Records from a point labeling set
BEGIN

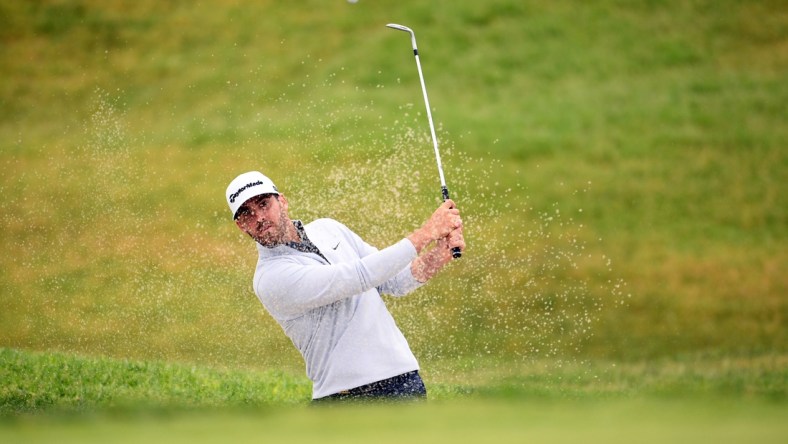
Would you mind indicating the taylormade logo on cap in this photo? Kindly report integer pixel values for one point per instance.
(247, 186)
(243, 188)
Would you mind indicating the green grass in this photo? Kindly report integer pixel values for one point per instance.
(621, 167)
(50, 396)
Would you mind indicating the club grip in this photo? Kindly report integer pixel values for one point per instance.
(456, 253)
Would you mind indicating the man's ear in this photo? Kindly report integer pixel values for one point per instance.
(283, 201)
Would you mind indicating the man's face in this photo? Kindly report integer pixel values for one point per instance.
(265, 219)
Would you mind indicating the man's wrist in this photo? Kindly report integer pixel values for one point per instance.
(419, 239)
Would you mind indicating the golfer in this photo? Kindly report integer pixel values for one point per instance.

END

Exercise aim -
Nothing but the lines from the line with "Would you mind indicating the green" to the last line of the listing above should appear; please retype them exactly, both ends included.

Response -
Would you mind indicating the green grass in this photo? Kindly report integer pixel values for one point per instance.
(621, 167)
(50, 396)
Would you mind indicating the club grip in this photo? Kindly report integer pixel values for one point per instance.
(456, 253)
Would you mind indicating the man's ear in this photo? Kindly report integer pixel values for one point per instance.
(283, 201)
Would you mind indicating the man's face in this photo? Kindly report integer pixel values for one point per instance.
(265, 219)
Would you mind indicating the man's wrist in this photo? Kindly report integer pixel values for one point per instance.
(419, 239)
Would you mind indicating the golfer in this photo? Kindly report integer pixel values for one point per instance.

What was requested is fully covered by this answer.